::: Dataset records

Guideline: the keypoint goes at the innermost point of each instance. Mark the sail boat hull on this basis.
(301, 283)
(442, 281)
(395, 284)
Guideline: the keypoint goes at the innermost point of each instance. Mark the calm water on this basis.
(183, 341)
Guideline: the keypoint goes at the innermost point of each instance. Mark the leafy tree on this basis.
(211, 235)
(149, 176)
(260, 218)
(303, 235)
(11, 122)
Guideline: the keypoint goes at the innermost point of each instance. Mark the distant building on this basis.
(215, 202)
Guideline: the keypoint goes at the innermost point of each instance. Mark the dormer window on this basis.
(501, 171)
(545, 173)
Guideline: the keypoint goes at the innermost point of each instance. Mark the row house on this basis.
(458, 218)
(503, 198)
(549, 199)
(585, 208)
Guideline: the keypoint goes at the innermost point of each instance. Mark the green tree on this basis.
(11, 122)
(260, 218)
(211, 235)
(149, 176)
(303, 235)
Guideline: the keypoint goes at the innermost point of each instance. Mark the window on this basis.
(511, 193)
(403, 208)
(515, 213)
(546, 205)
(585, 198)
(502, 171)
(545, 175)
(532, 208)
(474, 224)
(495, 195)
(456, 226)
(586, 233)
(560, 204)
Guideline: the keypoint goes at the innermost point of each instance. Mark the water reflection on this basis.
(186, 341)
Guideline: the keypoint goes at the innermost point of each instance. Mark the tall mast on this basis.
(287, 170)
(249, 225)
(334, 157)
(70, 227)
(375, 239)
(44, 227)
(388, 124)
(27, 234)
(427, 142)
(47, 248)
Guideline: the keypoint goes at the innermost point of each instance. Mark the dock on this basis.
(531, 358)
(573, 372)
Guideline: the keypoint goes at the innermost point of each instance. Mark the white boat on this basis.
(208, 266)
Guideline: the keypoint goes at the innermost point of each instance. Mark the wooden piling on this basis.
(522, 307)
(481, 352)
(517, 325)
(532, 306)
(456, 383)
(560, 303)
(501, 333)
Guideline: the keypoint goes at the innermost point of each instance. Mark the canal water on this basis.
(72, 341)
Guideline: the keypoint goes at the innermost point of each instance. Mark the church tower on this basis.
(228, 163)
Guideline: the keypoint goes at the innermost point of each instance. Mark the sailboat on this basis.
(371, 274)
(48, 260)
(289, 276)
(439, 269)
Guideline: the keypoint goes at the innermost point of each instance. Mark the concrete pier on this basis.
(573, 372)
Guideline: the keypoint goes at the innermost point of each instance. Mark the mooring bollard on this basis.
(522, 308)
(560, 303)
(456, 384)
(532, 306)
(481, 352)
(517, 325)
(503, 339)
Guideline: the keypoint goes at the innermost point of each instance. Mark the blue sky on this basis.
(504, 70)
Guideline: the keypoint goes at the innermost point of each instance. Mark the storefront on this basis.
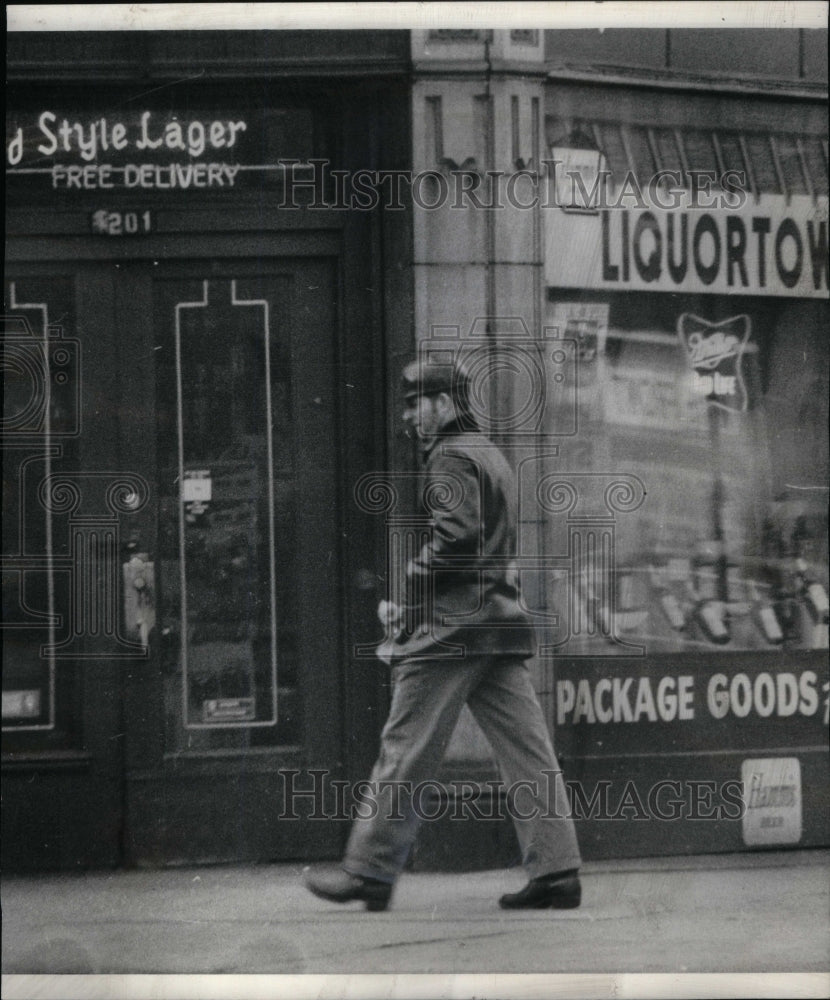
(220, 247)
(193, 370)
(688, 264)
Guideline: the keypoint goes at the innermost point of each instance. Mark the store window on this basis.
(41, 424)
(717, 405)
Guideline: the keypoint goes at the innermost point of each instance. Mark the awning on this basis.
(777, 162)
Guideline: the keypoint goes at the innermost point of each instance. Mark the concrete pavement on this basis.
(763, 912)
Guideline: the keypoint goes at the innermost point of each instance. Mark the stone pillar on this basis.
(477, 119)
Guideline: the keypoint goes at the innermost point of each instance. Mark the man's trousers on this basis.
(427, 698)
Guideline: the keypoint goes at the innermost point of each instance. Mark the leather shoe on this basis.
(548, 892)
(343, 887)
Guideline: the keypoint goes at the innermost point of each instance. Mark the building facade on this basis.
(220, 249)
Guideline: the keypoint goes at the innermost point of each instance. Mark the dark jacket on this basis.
(461, 586)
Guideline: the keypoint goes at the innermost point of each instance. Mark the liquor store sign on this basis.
(620, 700)
(147, 150)
(775, 246)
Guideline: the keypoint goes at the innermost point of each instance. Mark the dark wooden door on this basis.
(233, 419)
(172, 556)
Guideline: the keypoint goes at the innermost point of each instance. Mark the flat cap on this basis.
(429, 376)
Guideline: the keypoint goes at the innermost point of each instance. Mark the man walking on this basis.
(461, 638)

::::::

**What to do**
Please swap "innermost point" for "central point" in every one of the lines above, then write those lines out again with nothing else changed. Leave the pictures out of your answer.

**Final result**
Guideline: the keypoint goes at the central point of each instance. Mark the sail boat hull on this basis.
(301, 283)
(442, 281)
(395, 284)
Guideline: the keypoint goes at the central point of each instance. Mark the calm water on this basis.
(183, 341)
Guideline: the keypoint goes at the central point of each instance. Mark the leafy tree on this basis.
(211, 235)
(149, 176)
(260, 218)
(303, 235)
(11, 122)
Guideline: the keypoint goes at the central point of each instance. Mark the distant building on this basis.
(215, 202)
Guideline: the keypoint goes at the central point of each instance. Mark the dormer window on this basis.
(501, 171)
(545, 173)
Guideline: the keypoint goes at the central point of each instance. Mark the row house on this basis.
(458, 218)
(503, 198)
(549, 199)
(585, 208)
Guideline: the keypoint goes at the central point of each instance. Mark the green tree on this basis.
(11, 122)
(260, 218)
(211, 235)
(149, 176)
(303, 235)
Guideline: the keypoint goes at the central point of each instance. Mark the window on this basis.
(511, 193)
(403, 208)
(515, 213)
(546, 205)
(585, 198)
(502, 171)
(545, 175)
(532, 208)
(474, 224)
(495, 195)
(456, 226)
(586, 233)
(560, 204)
Guideline: the keypoint goes at the central point of each instance. Mark the water reflection on this basis.
(186, 341)
Guideline: the keypoint goes at the central point of each instance. Mark the tall mast on this basis.
(287, 170)
(249, 225)
(334, 157)
(70, 227)
(375, 239)
(44, 227)
(388, 124)
(27, 234)
(427, 142)
(47, 248)
Guideline: the keypoint goes at the central point of each instance. Mark the dock on this basis.
(531, 358)
(573, 372)
Guideline: the keypoint goes at the central point of each instance. Mark the white boat on this basis.
(208, 266)
Guideline: the keypoint goes at the central point of each instance. Mark the wooden piling on this basis.
(522, 307)
(481, 352)
(517, 325)
(532, 306)
(456, 383)
(560, 303)
(501, 333)
Guideline: the keypoint goes at the central point of each instance. Mark the canal water on this basis.
(72, 341)
Guideline: the keypoint goes at the central point of each instance. Mark the church tower on this basis.
(228, 163)
Guideline: the keypoint goes at the central point of each instance. Mark the sailboat on this basis.
(371, 274)
(48, 260)
(289, 276)
(439, 269)
Guideline: the keypoint goes at the central point of each instance. Mark the concrete pier on this basis.
(573, 372)
Guideline: the keypoint goes at the central point of each instance. Mark the mooring bollard on this basis.
(522, 308)
(560, 303)
(456, 384)
(532, 306)
(481, 352)
(517, 325)
(503, 339)
Guideline: the keypoint goes at the central point of each instance. Mark the blue sky on this basis.
(504, 70)
Guideline: the keypoint goes at the central point of each instance. Mark the storefront on this basis.
(220, 247)
(193, 370)
(688, 264)
Guideline: the keypoint goes at the central point of each instance. Mark the store window on this basis.
(41, 424)
(717, 405)
Guideline: the keypoint goes at the central point of each instance. Mark the awning on this basis.
(777, 162)
Guideline: the keypoint goes at the central point of each instance. Mark the concrete pavement on this basis.
(763, 912)
Guideline: the keypoint goes at the central point of each instance. Mark the stone pillar on this basis.
(477, 119)
Guideline: the keypoint goes at the central point of each instance. Mark the man's trousers on this basis.
(427, 698)
Guideline: the keypoint goes at the central point of each instance. Mark the leather shoe on this basis.
(548, 892)
(343, 887)
Guideline: the keypoint goes at the central point of each instance. Mark the building facade on this basis.
(220, 249)
Guideline: the keypoint goes at the central point of each instance. Mark the dark jacket on this basis.
(461, 586)
Guideline: the keypoint goes at the central point of each instance. Mark the liquor store sign on this basis.
(620, 700)
(147, 150)
(775, 246)
Guideline: the keypoint goes at the central point of each instance. Mark the dark wooden door on this basis.
(233, 419)
(172, 556)
Guideline: the keypoint goes at the central point of each instance. Mark the flat cap on this basis.
(429, 376)
Guideline: the keypoint goes at the central point of each instance. Mark the man walking on this basis.
(461, 638)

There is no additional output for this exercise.